Dataset entries
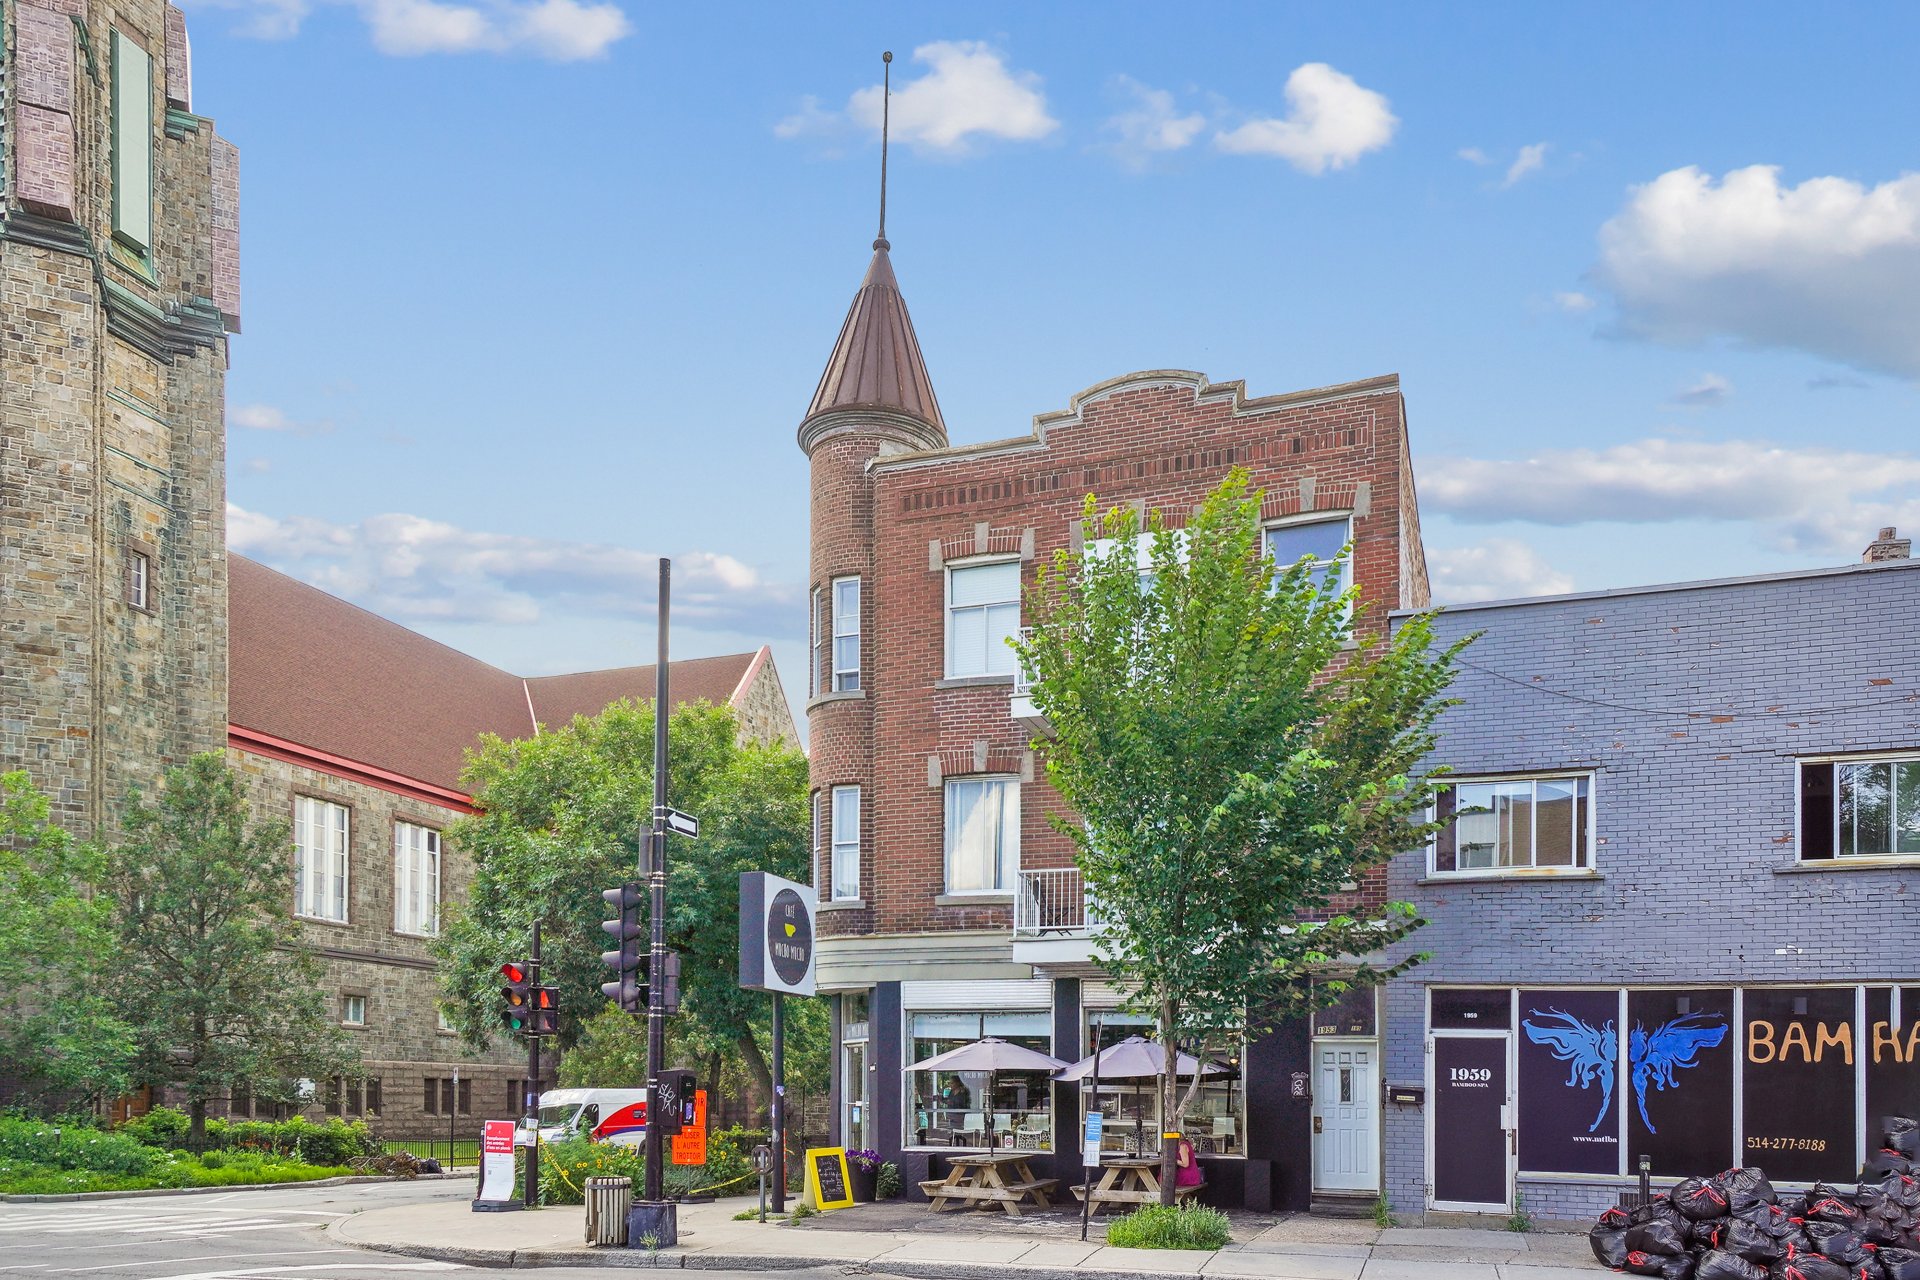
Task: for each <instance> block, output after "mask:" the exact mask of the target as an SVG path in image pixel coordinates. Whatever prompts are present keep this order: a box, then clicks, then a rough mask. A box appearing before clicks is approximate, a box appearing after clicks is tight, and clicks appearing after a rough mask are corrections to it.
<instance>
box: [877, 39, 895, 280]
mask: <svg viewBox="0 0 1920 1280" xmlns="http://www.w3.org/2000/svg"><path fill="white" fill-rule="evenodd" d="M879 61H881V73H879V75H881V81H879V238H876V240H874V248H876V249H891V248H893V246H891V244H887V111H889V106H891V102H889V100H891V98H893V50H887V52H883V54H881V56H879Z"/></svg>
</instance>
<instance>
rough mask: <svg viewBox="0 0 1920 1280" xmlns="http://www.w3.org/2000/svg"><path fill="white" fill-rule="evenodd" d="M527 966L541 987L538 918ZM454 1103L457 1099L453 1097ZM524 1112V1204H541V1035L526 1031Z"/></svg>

_EXERCISE REQUIREMENTS:_ Rewrite the stretch from the line containing "</instance>" through the end of the material as a JSON list of strings, one string per line, with blank lines omitted.

_RESPONSE:_
[
  "</instance>",
  "<instance>",
  "rough mask: <svg viewBox=\"0 0 1920 1280\" xmlns=\"http://www.w3.org/2000/svg\"><path fill=\"white\" fill-rule=\"evenodd\" d=\"M527 966L541 987L538 918ZM454 1103L457 1099L453 1097ZM524 1112V1204H541V1035L526 1031Z\"/></svg>"
]